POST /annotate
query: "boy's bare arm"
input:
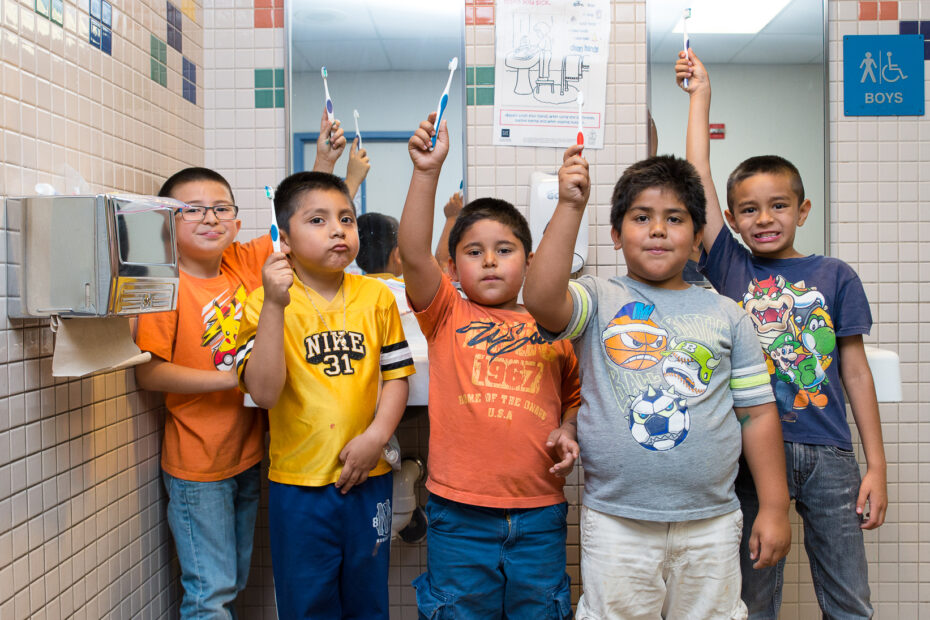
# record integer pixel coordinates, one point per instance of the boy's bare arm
(860, 389)
(159, 375)
(697, 143)
(764, 450)
(451, 211)
(357, 168)
(545, 293)
(361, 454)
(265, 371)
(329, 144)
(421, 271)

## Exercise description
Rewrite the material above, changing "bare arm" to "exposed arm" and leaving everything else the same. Omit the picture from your version.

## Result of this exercise
POST /annotate
query: "boy's exposed arm"
input:
# record integer pixel coordinates, one point per instance of the boy's exposed arm
(860, 389)
(159, 375)
(697, 143)
(764, 450)
(451, 211)
(357, 168)
(545, 293)
(361, 454)
(265, 371)
(329, 144)
(421, 271)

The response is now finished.